- **Teks Bacaan**

──────────────────────────────

Masih ingatkan beda transaksi keuangan dan transaksi akuntansi? 
masih ingatkan bagaimana siklus akuntansi?

Dari penjelasan di atas, untuk pertanyaan, 'duluan mana neraca dan  rugi laba' , apakah sudah mampu menjawab.


PENCUCIAN UANG

Apa sih pencucian uang itu ??


Menurut Wikipedia, 

PENGERTIAN

Pencucian uang (Inggris:Money Laundering) adalah suatu upaya perbuatan untuk menyembunyikan atau menyamarkan asal usul uang/dana atau Harta Kekayaan hasil tindak pidana melalui berbagai transaksi keuangan agar uang atau Harta Kekayaan tersebut tampak seolah-olah berasal dari kegiatan yang sah/legal.
Pada umumnya pelaku tindak pidana berusaha menyembunyikan atau menyamarkan asal usul Harta Kekayaan yang merupakan hasil dari tindak pidana dengan berbagai cara agar Harta Kekayaan hasil kejahatannya sulit ditelusuri oleh aparat penegak hukum sehingga dengan leluasa memanfaatkan Harta Kekayaan tersebut baik untuk kegiatan yang sah maupun tidak sah. Oleh karena itu, tindak pidana Pencucian Uang tidak hanya mengancam stabilitas dan integritas sistem perekonomian dan sistem keuangan, melainkan juga dapat membahayakan sendi-sendi kehidupan bermasyarakat, berbangsa, dan bernegara berdasarkan Pancasila dan Undang-Undang Dasar Negara Republik Indonesia Tahun 1945.



METODE
Pencucian Uang umumnya dilakukan melalui 3 (tiga) langkah tahapan: 
1). langkah pertama yakni uang/dana yang dihasilkan dari suatu kegiatan tindak pidana/kejahatan di ubah ke dalam bentuk yang kurang atau tidak menimbulkan kecurigaan melalui penempatan kepada sistem keuangan dengan berbagai cara (tahap penempatan/placement); 
2) langkah kedua adalah melakukan transaksi keuangan yang kompleks, berlapis dan anonim dengan tujuan memisahkan hasil tindak pidana dari sumbernya ke berbagai rekening sehingga sulit untuk dilacak asal muasal dana tersebut yang dengan kata lain menyembunyikan atau menyamarkan asal usul harta kekayaan hasil tindak pidana tersebut (tahap pelapisan/layering); 
3) langkah ketiga (final) merupakan tahapan dimana pelaku memasukkan kembali dana yang sudah kabur asal usulnya ke dalam Harta Kekayaan yang telah tampak sah baik untuk dinikmati langsung, diinvestasikan ke dalam berbagai bentuk kekayaan material maupun keuangan, dipergunakan untuk membiayai kegaiatan bisnis yang sah ataupun untuk membiayai kembali kegiatan tindak pidana (tahap integrasi)

──────────────────────────────

- **Ketentuan Tugas 1**
Bisakah Anda menyalin tanpa perubahan bagian bacaan tentang pencucian uang yang diawali kata-kata yang memuat "Dari penjelasan di" dan diakhiri "uang itu ??"?

──────────────────────────────

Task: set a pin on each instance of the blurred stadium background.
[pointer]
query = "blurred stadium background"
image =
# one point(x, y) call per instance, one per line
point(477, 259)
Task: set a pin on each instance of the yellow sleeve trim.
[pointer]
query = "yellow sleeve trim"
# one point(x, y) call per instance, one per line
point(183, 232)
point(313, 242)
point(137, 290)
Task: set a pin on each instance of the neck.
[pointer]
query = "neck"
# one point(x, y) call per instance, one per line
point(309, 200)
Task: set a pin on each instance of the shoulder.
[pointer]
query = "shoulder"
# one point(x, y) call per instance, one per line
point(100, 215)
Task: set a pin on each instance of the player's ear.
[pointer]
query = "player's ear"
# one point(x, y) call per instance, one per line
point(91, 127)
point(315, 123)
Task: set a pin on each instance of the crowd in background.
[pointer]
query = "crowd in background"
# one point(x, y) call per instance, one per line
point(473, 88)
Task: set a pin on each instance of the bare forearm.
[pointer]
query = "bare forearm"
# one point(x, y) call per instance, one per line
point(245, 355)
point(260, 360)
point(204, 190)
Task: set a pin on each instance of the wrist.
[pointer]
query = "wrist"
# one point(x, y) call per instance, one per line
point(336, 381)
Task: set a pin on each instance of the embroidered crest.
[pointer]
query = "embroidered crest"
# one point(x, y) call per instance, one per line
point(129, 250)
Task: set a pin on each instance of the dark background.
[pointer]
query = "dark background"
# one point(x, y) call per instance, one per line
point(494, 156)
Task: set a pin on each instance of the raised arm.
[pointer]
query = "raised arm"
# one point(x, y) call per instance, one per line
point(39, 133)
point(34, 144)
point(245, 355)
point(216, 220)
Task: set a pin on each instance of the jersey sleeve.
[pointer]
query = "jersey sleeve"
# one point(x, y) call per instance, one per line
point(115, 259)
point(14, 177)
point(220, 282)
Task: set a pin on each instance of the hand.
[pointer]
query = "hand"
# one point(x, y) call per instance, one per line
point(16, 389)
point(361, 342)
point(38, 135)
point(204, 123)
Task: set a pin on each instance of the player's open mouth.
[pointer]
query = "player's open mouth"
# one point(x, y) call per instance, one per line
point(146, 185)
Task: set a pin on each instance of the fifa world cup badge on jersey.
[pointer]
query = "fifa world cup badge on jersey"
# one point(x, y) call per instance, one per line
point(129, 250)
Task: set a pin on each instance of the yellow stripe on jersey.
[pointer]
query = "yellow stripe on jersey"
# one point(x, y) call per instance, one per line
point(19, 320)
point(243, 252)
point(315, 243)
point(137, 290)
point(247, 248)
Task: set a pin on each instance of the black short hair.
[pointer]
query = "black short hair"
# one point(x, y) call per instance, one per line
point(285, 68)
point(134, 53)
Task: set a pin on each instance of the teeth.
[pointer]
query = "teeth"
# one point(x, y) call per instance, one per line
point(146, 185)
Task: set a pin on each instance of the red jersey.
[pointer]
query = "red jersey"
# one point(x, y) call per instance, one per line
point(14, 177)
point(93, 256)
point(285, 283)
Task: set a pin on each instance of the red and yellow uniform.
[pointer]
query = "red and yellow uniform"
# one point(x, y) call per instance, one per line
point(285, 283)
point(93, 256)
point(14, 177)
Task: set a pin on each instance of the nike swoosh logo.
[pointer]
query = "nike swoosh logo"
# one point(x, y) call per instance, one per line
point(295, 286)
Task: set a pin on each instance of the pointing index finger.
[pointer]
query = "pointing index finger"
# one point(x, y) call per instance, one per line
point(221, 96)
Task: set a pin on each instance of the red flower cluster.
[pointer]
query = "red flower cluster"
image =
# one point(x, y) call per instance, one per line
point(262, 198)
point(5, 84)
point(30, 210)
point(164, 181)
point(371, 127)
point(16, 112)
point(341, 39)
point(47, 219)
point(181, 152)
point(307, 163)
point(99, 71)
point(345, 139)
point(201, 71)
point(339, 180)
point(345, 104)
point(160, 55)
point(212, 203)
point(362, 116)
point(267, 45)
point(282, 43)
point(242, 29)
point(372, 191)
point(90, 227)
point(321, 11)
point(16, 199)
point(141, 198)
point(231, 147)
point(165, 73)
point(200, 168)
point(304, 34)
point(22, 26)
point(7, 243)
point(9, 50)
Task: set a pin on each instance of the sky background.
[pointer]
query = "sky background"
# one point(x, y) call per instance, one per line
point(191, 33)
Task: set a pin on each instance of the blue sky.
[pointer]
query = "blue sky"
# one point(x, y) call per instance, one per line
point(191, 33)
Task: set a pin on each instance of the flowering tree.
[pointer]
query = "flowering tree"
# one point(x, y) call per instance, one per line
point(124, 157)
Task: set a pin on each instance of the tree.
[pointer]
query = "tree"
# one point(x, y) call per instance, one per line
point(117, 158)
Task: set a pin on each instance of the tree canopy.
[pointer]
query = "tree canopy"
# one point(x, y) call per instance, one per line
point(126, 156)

──────────────────────────────

- **Ketentuan Tugas 2**
Berapa baris dalam catatan di atas yang memuat kata "raised"? Tuliskan angkanya saja.

- **Jawaban Latihan 1**
Dari penjelasan di atas, untuk pertanyaan, 'duluan mana neraca dan  rugi laba' , apakah sudah mampu menjawab.


PENCUCIAN UANG

Apa sih pencucian uang itu ??

- **Jawaban Latihan 2**
2